Stored data:
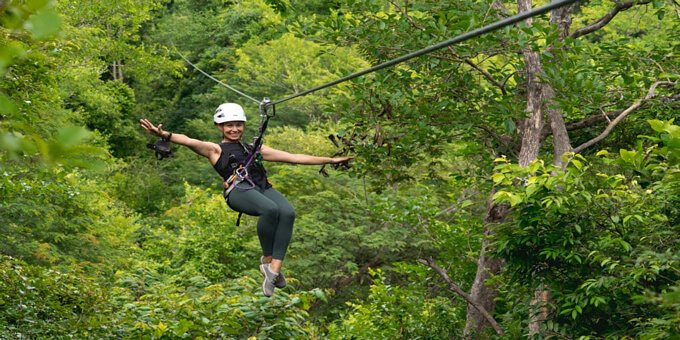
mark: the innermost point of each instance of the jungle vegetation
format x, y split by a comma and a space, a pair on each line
522, 184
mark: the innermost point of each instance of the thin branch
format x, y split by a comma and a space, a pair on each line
453, 286
622, 116
620, 6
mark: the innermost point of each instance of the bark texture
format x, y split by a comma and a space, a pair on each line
487, 266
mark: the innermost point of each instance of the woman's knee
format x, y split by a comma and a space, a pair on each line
270, 210
287, 213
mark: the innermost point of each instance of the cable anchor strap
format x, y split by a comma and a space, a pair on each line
239, 175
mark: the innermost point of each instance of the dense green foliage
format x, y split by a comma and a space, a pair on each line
100, 240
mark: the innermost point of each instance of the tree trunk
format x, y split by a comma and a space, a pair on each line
540, 97
533, 125
487, 266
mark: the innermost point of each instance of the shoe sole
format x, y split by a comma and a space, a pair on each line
264, 292
262, 272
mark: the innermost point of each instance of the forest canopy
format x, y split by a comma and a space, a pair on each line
521, 184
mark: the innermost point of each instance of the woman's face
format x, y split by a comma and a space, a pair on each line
231, 131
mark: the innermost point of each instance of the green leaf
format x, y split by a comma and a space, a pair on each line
657, 125
43, 24
627, 155
6, 105
72, 135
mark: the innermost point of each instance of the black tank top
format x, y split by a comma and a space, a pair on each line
235, 154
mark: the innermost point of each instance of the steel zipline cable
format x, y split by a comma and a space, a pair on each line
217, 80
463, 37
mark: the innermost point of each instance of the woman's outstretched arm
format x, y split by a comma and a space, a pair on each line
206, 149
273, 155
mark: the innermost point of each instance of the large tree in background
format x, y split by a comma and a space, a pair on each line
546, 90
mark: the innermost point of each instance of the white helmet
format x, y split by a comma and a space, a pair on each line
229, 112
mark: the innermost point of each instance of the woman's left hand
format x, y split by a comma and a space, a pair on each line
340, 160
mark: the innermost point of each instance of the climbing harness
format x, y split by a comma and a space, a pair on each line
240, 174
161, 148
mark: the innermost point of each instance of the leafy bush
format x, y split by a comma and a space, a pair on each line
598, 240
42, 303
399, 311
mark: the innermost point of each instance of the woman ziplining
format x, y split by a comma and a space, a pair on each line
233, 160
247, 189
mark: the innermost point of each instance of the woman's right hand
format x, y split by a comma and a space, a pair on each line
152, 129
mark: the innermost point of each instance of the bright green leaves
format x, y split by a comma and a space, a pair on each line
598, 233
69, 147
43, 24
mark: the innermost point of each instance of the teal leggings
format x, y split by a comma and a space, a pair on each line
275, 225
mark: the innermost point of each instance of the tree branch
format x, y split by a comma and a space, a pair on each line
453, 286
622, 116
620, 6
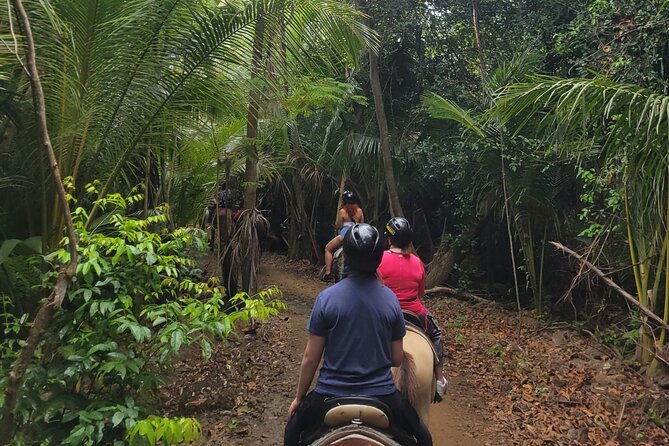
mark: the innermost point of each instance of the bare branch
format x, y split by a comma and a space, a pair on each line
612, 284
49, 306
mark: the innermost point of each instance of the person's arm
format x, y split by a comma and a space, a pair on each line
310, 360
397, 353
341, 215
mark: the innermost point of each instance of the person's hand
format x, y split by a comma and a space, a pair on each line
293, 408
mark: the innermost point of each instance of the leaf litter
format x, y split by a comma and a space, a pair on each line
544, 386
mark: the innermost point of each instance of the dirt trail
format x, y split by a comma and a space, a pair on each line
548, 385
452, 421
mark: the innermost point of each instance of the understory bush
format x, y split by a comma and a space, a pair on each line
136, 301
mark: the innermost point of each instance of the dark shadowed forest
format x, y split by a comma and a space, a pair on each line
170, 170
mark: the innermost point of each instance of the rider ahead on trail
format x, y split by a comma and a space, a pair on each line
357, 327
404, 273
349, 214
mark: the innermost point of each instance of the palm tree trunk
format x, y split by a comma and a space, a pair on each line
51, 304
251, 171
479, 44
384, 138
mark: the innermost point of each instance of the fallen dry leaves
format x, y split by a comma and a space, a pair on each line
546, 386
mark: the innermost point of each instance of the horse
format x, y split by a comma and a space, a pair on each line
415, 377
360, 423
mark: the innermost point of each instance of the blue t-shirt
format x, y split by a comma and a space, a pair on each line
359, 317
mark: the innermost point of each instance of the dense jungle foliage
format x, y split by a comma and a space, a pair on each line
494, 126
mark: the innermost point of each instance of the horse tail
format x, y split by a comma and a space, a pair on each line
405, 378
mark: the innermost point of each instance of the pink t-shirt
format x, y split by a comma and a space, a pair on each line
405, 275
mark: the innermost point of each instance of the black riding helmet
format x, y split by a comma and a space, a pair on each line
398, 230
348, 197
363, 248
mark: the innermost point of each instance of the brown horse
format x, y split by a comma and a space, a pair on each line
354, 435
415, 377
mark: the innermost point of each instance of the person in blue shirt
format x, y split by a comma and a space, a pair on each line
357, 327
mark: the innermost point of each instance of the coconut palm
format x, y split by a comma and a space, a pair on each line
125, 78
525, 193
630, 124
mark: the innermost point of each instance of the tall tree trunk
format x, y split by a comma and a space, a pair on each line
251, 171
479, 44
55, 299
250, 244
384, 138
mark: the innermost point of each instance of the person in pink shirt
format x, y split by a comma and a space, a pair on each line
404, 274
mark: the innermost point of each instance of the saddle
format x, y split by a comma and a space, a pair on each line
352, 419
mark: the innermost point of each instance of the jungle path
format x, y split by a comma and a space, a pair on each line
550, 386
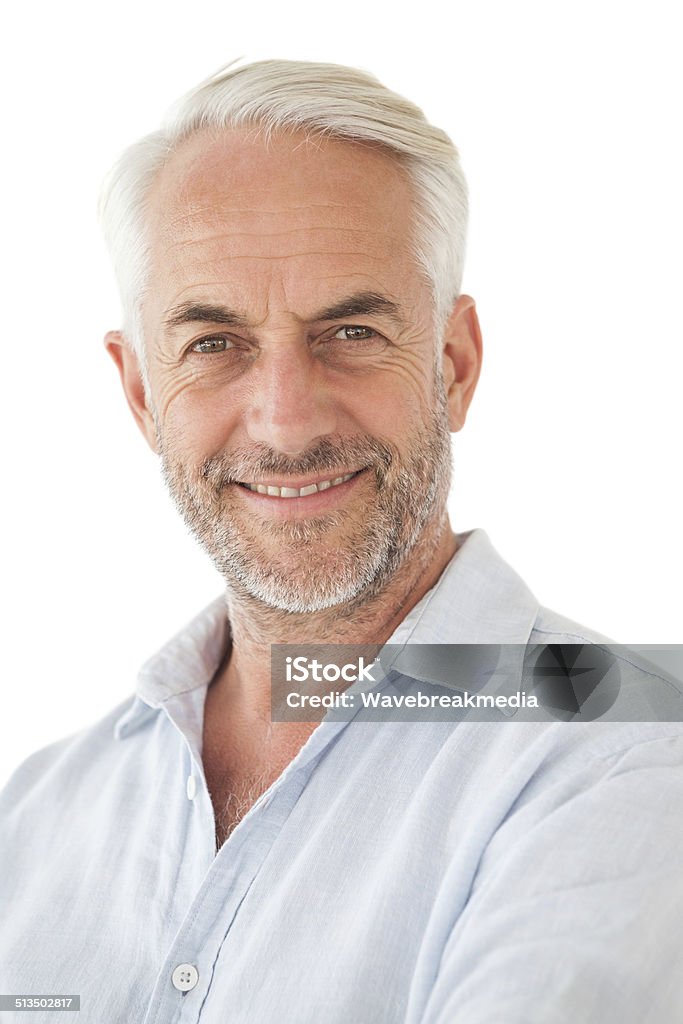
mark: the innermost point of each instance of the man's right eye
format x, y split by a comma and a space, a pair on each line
216, 343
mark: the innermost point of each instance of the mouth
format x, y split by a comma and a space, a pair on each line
288, 489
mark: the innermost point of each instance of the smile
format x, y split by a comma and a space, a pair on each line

Task instructions: Give the entries again without a single change, but with no pictures.

Solution for this exercise:
mark: the innermost point of each instance of the jungle vegetation
format x, y split by a comma and a space, a pair on each line
522, 184
mark: the innermost point of each instance of the thin branch
format x, y split by a comma and a space, a pair on each line
453, 286
622, 116
620, 6
mark: the innermost point of each instance of the bark texture
format x, y split by a comma and a space, a pair on each line
487, 266
mark: the innermost point of each instance of the woman's knee
format x, y split by a comma and a space, a pair on each line
270, 210
287, 213
mark: the innermost point of each instance of the cable anchor strap
format x, y split by a comma and a space, a pair on each line
239, 175
mark: the innermost point of each instance of the dense green foliage
format x, y split by a comma and a space, a pair on each line
100, 240
mark: the innermost point of each instance of the tree trunk
format x, y split by a comma and a space, a pair on each line
540, 97
533, 125
487, 266
mark: the innermost point of each instance of the shoe sole
format x, y split by a comma and a space, a pair on each line
264, 292
262, 272
mark: the innermost point of each instance of the forest canopy
format x, y split by a comma and a space, a pair on each line
521, 184
mark: the innermost point of each instance of the woman's face
format x, y split by a comma and a space, a pair on each line
231, 131
mark: the innermost point of each instance of the green leaf
format x, y split by a comma and a space, a pair on each line
657, 125
43, 24
627, 155
6, 105
72, 135
mark: the innermost point of each instance of the black tank top
format x, y split by a comma and a space, a pair on each line
235, 154
mark: the innermost point of each instance of the steel zipline cable
format x, y split by a comma and a space, a pair on each line
217, 80
463, 37
mark: the innermost point of each instance of the woman's outstretched arm
format x, y split by a comma and a space, a pair on each line
206, 149
273, 155
mark: the innermost point of each instance of the large tree in background
format x, y split by a comma and a space, a pair on each line
546, 90
mark: the innermost point of each instance of the white helmet
format x, y split by a comma and a space, a pair on each line
229, 112
mark: the innermost point of each instance of the woman's left hand
format x, y split by a comma and a space, a pair on each line
340, 160
mark: the innermost point of each instance of the climbing harness
format x, y split by a comma and a space, a pair on each line
240, 174
161, 148
mark: the innermost point of each instance of the leafy bush
format x, y split by a comma and a space, a pair on each line
598, 240
42, 303
399, 311
mark: the innermost point of each instance of the woman ziplining
format x, y split by a comma and a space, a pair on each line
233, 160
247, 189
mark: the innermost point of each instance of the woman's right hand
format x, y split by a comma and a space, a pair on each line
152, 129
mark: the innermost point of each instance of the bright green leaves
format x, y split by a comma and a space, a pair on each line
598, 233
69, 147
43, 24
mark: the innermost point of each instance of the teal leggings
format x, y split by a comma and a space, a pair on each line
275, 225
mark: the innermost point of each instance of the tree branch
format x, y split by a comma and a space, a pair on each line
453, 286
622, 116
620, 6
mark: the innermost point of each instance of the bare branch
format x, y split by a comma and a space, a pair on each line
612, 284
49, 306
mark: the innermost point of each instance of the person's arm
format x, y split by a comma and a space, a pair on each line
310, 360
397, 353
341, 215
mark: the innermost point of each instance of the person's hand
format x, y split by a comma and a space, a pair on each line
293, 408
mark: the innermost point of each instance of the leaf litter
format x, y split by a comma and a space, a pair on each line
544, 386
mark: the innermost point of each instance of the dirt trail
format x, y split by a comma and a space, a pair on each line
548, 385
452, 421
mark: the innermost point of each instance of the understory bush
format x, y split by a comma and a space, a pair on each line
136, 301
mark: the innermost point of each instance of the dark shadowed forest
format x, y split by a comma and a space, a pair on each line
170, 170
mark: the innermost point of each instance of the rider ahead on trail
format x, y split by a comma and a space, a pair on each line
357, 327
404, 273
349, 214
mark: the innermost point of each instance of the palm tree trunk
format x, y split by a comma and a space, a pair on each line
51, 304
251, 171
479, 44
384, 138
mark: the innermost point of each instance of the fallen dry leaves
format x, y split by a comma and a space, a pair on each line
546, 386
mark: the innermost point of each instance of the horse
format x, y split by a comma and a space, a pair on each line
415, 377
360, 423
mark: the innermost point of each instance of the blue t-shirt
format x, y split by a comma and a space, a pair on each line
359, 317
mark: the innermost point of each instance of the dense jungle foliage
format x, y split by a comma and a space, a pair on each line
494, 126
mark: the innermost point of each instance of the horse tail
format x, y split by a comma and a space, a pair on each line
405, 378
mark: the innermost point of each instance of the pink t-shirt
format x, y split by a comma and a space, a pair on each line
405, 275
mark: the innermost point of each instance of the black riding helmet
format x, y split by a comma and a space, a pair on each line
398, 230
348, 197
363, 248
mark: the innermost point of each instance of the brown horse
format x, y split by a comma and a space, a pair on each line
354, 435
415, 377
mark: the innermost point of each instance of the person in blue shirt
format x, y split by a comma and a space, a pair on each line
357, 327
mark: the innermost point of each instance of the coconut palm
format x, y split by a comma and a space, a pair on each line
125, 78
525, 193
630, 124
mark: the innermost point of each instance of the tall tree trunk
format x, y split by a comma and a space, a pair on each line
251, 171
479, 44
55, 299
250, 244
384, 138
mark: the innermost point of each instance of the person in pink shirt
format x, y split by a comma and a space, a pair on each line
404, 274
mark: the innermost point of each instance of the saddle
format x, y split by a comma and a space, a pair on each line
352, 419
mark: the innermost point of each instance of the jungle path
format x, y split by a comma and a space, a pair on each line
550, 386
mark: the innermost point of each instance of the man's right eye
format x, y split by a comma and a space, a pair on each line
216, 343
mark: the innermost point of each instance of the mouth
format x, y split by a comma and a space, a pair on each line
288, 489
mark: the innermost point of each instance of the smile
format x, y split by a comma and a space, a pair on each line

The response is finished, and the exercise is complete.